* [REQUIRED WORK]
Filter task. Return each line of the material that holds the string "below".
━━━━━━━━━━━━━━━━━━━━
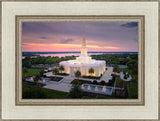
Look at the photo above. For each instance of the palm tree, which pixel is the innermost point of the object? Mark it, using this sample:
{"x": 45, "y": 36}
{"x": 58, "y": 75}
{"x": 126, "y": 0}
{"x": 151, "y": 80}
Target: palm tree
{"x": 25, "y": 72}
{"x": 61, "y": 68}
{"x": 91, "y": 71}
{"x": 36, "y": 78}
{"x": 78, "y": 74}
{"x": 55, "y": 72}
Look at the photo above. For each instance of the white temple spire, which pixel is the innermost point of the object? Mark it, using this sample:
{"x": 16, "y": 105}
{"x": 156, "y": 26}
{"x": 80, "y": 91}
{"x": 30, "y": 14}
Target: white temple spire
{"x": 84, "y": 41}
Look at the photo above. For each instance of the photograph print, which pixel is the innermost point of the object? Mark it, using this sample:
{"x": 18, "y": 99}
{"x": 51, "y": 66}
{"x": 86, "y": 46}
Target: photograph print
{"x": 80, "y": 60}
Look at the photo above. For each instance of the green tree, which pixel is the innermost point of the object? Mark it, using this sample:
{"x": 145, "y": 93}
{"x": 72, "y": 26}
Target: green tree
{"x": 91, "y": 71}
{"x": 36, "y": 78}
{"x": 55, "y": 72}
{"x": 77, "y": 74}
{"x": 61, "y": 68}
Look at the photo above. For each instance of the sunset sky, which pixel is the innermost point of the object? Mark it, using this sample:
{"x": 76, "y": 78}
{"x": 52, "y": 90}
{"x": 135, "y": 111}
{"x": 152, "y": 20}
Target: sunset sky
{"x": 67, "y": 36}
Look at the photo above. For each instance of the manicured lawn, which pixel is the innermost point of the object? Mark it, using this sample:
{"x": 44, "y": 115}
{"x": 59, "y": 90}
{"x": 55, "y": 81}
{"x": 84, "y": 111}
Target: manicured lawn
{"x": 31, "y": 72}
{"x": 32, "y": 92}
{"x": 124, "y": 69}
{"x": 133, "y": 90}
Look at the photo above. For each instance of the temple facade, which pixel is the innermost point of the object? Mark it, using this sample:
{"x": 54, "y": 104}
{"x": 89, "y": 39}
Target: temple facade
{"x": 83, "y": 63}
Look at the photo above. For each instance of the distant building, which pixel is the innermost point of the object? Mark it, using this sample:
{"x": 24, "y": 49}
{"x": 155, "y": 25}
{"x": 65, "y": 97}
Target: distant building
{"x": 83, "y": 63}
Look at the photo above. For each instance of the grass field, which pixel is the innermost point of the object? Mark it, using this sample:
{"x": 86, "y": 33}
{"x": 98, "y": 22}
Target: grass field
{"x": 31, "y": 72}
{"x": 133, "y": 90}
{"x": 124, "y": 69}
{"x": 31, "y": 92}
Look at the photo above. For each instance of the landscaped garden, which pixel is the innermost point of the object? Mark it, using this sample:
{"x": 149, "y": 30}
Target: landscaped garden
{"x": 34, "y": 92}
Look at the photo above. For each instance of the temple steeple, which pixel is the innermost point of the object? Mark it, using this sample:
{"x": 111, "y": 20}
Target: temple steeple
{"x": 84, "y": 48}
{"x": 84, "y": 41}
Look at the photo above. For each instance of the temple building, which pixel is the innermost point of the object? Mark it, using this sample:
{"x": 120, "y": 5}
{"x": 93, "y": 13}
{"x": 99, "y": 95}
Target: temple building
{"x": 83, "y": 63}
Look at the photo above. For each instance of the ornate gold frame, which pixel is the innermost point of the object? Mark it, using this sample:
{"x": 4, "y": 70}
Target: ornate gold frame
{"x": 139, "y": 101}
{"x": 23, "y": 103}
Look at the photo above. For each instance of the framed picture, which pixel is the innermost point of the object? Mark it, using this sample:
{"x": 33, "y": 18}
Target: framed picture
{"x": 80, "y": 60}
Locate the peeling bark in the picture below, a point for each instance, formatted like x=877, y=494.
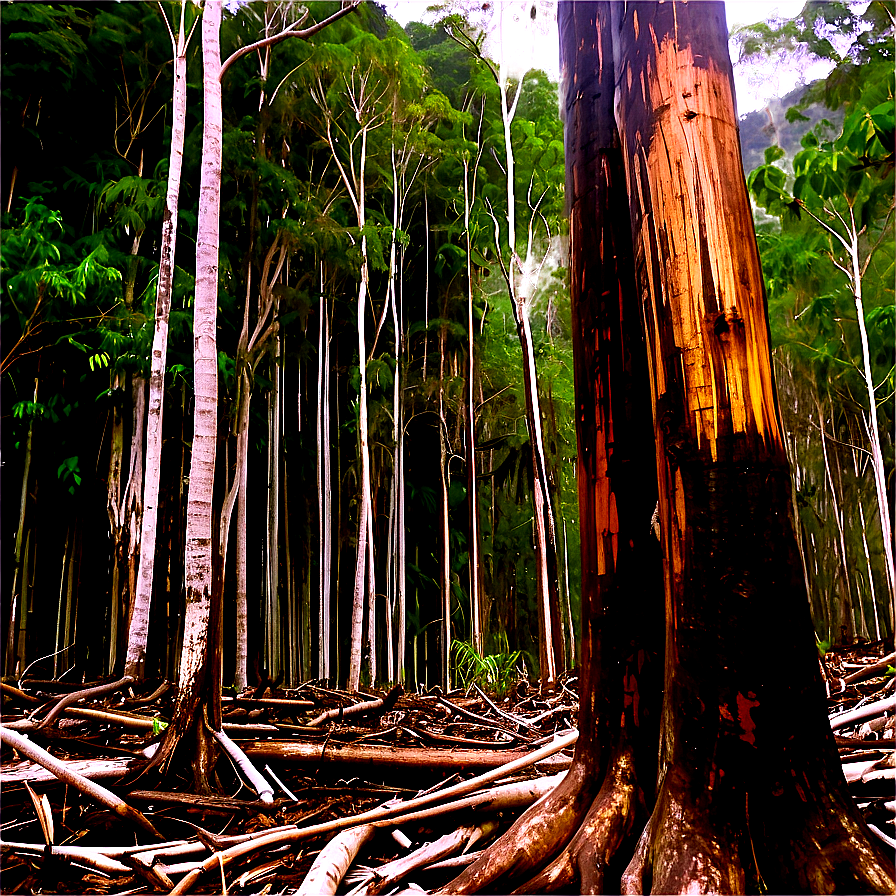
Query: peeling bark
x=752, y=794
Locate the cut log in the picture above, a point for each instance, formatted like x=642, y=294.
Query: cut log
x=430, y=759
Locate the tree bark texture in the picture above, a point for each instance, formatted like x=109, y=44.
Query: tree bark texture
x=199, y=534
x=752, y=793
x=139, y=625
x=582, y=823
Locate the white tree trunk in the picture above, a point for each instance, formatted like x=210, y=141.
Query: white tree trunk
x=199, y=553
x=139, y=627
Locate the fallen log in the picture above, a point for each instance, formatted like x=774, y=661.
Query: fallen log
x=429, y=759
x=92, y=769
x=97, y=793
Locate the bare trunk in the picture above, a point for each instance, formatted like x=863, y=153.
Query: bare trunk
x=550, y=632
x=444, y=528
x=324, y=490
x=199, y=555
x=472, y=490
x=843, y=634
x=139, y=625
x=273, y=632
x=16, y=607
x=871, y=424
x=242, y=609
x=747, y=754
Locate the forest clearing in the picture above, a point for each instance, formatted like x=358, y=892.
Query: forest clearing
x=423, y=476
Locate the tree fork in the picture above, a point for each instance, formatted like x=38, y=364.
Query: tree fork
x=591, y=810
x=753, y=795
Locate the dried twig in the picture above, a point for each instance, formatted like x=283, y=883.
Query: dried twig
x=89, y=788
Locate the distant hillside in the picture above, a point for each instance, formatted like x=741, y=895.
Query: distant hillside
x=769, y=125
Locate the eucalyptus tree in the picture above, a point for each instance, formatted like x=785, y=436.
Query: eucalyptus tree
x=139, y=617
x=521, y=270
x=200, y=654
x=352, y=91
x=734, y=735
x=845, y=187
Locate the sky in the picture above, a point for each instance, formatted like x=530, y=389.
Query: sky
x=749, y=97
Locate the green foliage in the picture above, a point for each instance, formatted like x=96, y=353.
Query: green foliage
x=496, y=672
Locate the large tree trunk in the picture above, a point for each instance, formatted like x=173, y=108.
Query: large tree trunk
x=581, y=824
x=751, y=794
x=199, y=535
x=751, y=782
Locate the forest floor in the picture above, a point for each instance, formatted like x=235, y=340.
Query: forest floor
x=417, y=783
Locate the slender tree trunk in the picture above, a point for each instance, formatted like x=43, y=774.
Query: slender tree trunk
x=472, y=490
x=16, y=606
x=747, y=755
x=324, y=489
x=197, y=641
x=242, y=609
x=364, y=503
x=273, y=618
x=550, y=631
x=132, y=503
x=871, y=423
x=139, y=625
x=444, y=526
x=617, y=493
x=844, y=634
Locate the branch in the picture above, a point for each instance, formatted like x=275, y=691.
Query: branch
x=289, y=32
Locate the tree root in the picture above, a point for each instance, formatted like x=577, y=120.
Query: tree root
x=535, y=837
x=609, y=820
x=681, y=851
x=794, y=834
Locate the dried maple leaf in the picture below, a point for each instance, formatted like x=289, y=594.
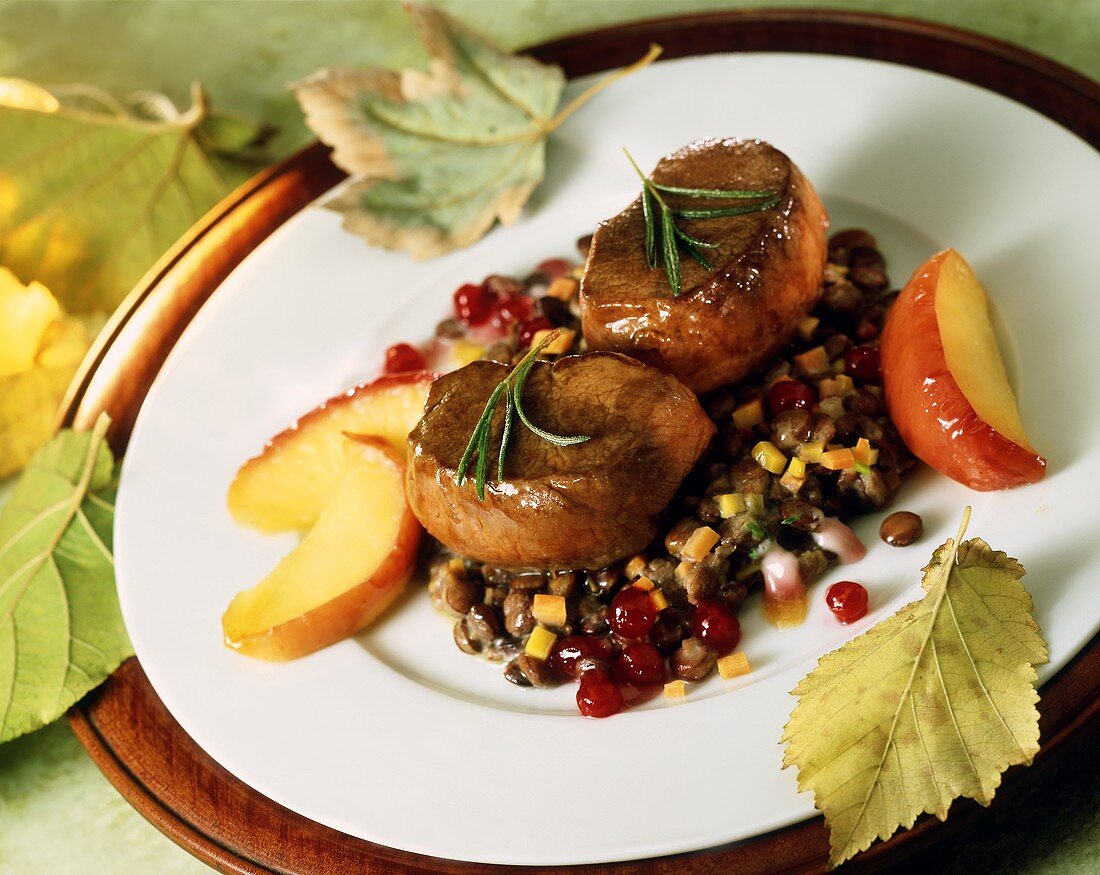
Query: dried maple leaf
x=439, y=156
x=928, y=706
━━━━━━━━━━━━━━━━━━━━
* [TASK RESULT]
Locate the peeling bark in the picture below, a point for each instance, formatted like x=877, y=494.
Locate the dried maple leaf in the picture below, a point for each instance, formatted like x=289, y=594.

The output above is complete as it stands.